> _Provided text_
◆ ◆ ◆

Introduction
Typically, embedded systems use a non-volatile storage device to store the software. Nevertheless, modifiable data or applications must reside in dynamic memory to benefit from their read/write capability as well as the increased execution speed they provide.
The transfer of any code or data between the two types of memory is achieved by a small piece of code, the loader.
The ZynQ loader functionality is split into two different small programs: The BootROM code and the First Stage bootloader. The former, part of the system that executes at start up, runs first to transfer the First Stage Bootloader from non-volatile storage to dynamic On Chip Memory (OCM). The latter then executes from OCM and copies the application from non-volatile memory to external dynamic memory, DDR memory, where the application then executes.
The mission, if you to choose to accept it…
Some time ago, I was asked to look into the feasibility of a DDR less ZynQ embedded system in a view to execute applications from the 256Kbyte OCM.
This DDR less configuration implies allocating two regions of OCM memory, one to host the First Stage Bootlader and the other for the application. The FSBL cannot obviously copy the application where it executes from, it would overwrite itself.
Therefore, the FSBL currently takes space from the original 256Kbyte OCM and the idea of having the FSBL executing from the ROM or Flash, known as executing in place, instead of being loaded in OCM, becomes an attractive alternative that leaves the OCM (most of anyway) free for the application.
Scope
Typically, due to the space limitation, the application executing from OCM is a bare metal executable as an RTOS and the application code together would just not fit.
Therefore, this application note examines how to enable ZynQ eXecute In Place (XIP) feature for a bootloader compiled and linked together with a bare metal application in a flash image, stored in QSPI, booting in non-secure mode. The bootloader then transfers control to the bare metal application loaded in OCM.
The methods used can also be applied to NOR Flash and in secure mode.

◆ ◆ ◆

> _Input data_
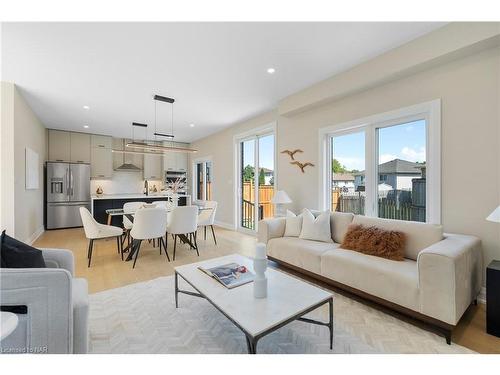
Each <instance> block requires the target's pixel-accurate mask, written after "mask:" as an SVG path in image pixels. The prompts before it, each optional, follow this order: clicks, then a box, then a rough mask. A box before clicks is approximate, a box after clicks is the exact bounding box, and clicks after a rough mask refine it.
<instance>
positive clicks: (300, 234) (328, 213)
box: [299, 209, 333, 242]
mask: <svg viewBox="0 0 500 375" xmlns="http://www.w3.org/2000/svg"><path fill="white" fill-rule="evenodd" d="M299 237H300V238H302V239H304V240H313V241H321V242H333V240H332V235H331V232H330V212H328V211H325V212H323V213H322V214H320V215H319V216H318V217H314V215H313V214H312V213H311V211H309V210H308V209H304V211H303V212H302V230H301V232H300V236H299Z"/></svg>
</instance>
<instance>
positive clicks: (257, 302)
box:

◆ ◆ ◆

> _Exercise_
Update the stretch of the ZynQ loader text from "The mission, if" through "the 256Kbyte OCM.", swapping "feasibility" for "viability". The data comes from a different source than the ZynQ loader text.

> _The answer_
The mission, if you to choose to accept it…
Some time ago, I was asked to look into the viability of a DDR less ZynQ embedded system in a view to execute applications from the 256Kbyte OCM.